## WHAT YOU SHOULD DO
Reproduce every record exactly as written.

## DATA TO PROCESS
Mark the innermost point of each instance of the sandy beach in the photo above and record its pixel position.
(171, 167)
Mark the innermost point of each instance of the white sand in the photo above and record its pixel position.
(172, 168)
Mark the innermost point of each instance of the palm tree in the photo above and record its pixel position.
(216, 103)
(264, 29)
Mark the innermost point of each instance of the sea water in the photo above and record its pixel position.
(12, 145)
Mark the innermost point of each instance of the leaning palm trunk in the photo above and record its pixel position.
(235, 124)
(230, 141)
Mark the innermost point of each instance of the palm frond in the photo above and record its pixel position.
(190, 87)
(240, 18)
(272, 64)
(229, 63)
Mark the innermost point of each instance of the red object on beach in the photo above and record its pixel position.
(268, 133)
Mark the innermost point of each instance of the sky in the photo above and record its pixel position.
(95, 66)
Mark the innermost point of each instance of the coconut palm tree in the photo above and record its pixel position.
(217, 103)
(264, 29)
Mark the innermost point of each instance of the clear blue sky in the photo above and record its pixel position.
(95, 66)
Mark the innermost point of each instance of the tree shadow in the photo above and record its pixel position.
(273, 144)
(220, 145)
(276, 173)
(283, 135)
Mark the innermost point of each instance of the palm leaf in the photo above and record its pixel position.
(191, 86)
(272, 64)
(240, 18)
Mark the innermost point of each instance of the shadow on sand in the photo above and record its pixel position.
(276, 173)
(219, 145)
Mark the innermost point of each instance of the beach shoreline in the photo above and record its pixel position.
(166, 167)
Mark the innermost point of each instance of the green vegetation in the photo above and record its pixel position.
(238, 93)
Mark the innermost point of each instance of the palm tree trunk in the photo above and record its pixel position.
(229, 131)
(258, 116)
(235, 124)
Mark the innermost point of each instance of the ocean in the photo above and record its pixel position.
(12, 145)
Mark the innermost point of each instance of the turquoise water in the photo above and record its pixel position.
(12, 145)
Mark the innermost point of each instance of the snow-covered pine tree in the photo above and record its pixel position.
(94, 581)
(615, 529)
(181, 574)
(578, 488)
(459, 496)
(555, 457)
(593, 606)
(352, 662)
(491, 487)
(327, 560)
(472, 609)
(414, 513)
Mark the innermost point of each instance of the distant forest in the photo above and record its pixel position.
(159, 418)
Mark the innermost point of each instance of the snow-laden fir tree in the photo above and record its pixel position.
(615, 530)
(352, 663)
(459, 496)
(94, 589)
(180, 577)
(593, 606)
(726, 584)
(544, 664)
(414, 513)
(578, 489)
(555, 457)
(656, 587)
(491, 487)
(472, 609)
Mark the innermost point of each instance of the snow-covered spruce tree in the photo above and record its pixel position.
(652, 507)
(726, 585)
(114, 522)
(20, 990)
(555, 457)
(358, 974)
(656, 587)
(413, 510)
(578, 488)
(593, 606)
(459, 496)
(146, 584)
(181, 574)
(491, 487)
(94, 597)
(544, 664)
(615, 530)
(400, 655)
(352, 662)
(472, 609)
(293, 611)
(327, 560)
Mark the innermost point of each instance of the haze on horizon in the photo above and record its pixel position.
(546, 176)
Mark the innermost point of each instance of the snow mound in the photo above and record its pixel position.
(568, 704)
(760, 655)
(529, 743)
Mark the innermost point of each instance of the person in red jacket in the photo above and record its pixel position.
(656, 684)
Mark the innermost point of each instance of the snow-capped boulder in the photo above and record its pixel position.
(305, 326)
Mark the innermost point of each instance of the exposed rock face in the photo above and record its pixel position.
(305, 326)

## ANSWER TO THE EXERCISE
Mark the innermost point of each instance of the sandy beach in the photo above and record its pixel position.
(171, 167)
Mark the innermost point of each instance of the white sand in the photo above and record its pixel position.
(172, 168)
Mark the innermost point of each instance of the palm tree in the photo above and record its pixel position.
(216, 103)
(264, 29)
Mark the innermost point of each instance of the sea water in the photo above and record its pixel position.
(12, 145)
Mark the innermost point of each instance of the leaning palm trunk in the photo above and record its pixel position.
(235, 124)
(230, 141)
Mark the innermost point of each instance of the palm frond in the photo above and record its pixel position.
(190, 87)
(240, 18)
(272, 64)
(229, 63)
Mark the innermost point of each instance of the red object on beach in the photo above and record its pixel position.
(268, 133)
Mark the innermost point of each instance of the sky in the photo above and record its pixel position.
(95, 66)
Mark the innermost point of each instance of the coconut palm tree in the photo above and record its pixel position.
(217, 103)
(264, 29)
Mark the innermost point of each instance of the clear blue sky in the photo above and record its pixel position.
(95, 66)
Mark the innermost point of each instance of the tree shadow in the photo above and record its pixel position.
(273, 144)
(220, 145)
(276, 173)
(283, 135)
Mark the innermost point of each instance of the palm leaf in the photo above and record its pixel position.
(191, 86)
(272, 64)
(240, 18)
Mark the innermost point of each instance of the shadow on sand in the photo above and record its pixel position.
(276, 173)
(219, 145)
Mark the innermost point of each instance of the beach shoreline in the photo above and record its pixel position.
(166, 167)
Mark the innermost point of each instance of the green vegetation in the photo above and record its pixel position.
(238, 93)
Mark the innermost point of each instance of the palm tree trunk in the photo above and record its pixel position.
(229, 131)
(258, 116)
(235, 124)
Mark the innermost point of each instance of the ocean in the photo above and record its pixel position.
(12, 145)
Mark the innermost point of each instance of the turquoise water in the photo above and record its pixel position.
(12, 145)
Mark the innermost point of each instance of the snow-covered pine tree in the photo above and record its pixel position.
(94, 581)
(615, 529)
(181, 574)
(578, 488)
(459, 496)
(555, 457)
(593, 606)
(352, 662)
(491, 487)
(327, 560)
(472, 609)
(414, 513)
Mark the innermost point of each instance of the distant forest in the photo above and record its pixel position.
(159, 418)
Mark the innermost point of each instance of the snow-laden fir tree in the photo above and record its pixel position.
(615, 530)
(352, 663)
(459, 496)
(94, 589)
(180, 577)
(593, 606)
(726, 584)
(544, 664)
(414, 513)
(578, 489)
(555, 457)
(656, 587)
(491, 487)
(472, 609)
Mark the innermost point of each instance of the snow-covered spruce tree in the photo above and record its pixel position.
(652, 507)
(726, 585)
(114, 522)
(20, 990)
(555, 457)
(358, 974)
(656, 587)
(413, 510)
(578, 488)
(593, 606)
(459, 496)
(146, 584)
(181, 574)
(491, 487)
(94, 597)
(544, 664)
(615, 530)
(400, 655)
(352, 662)
(472, 609)
(293, 611)
(327, 560)
Mark the innermost point of each instance of the haze on horizon in the photo above and record its pixel position.
(546, 176)
Mark the innermost point of each instance of the snow mound in the photo above and record its pixel position.
(568, 704)
(760, 655)
(529, 743)
Mark the innermost point of each instance of the person in red jacket in the photo above and record its pixel position.
(656, 684)
Mark the innermost point of each instance of the snow-capped boulder in the photo above and record its pixel position.
(305, 326)
Mark the innermost point of each instance of the exposed rock face in the photo above and record its pixel position.
(305, 326)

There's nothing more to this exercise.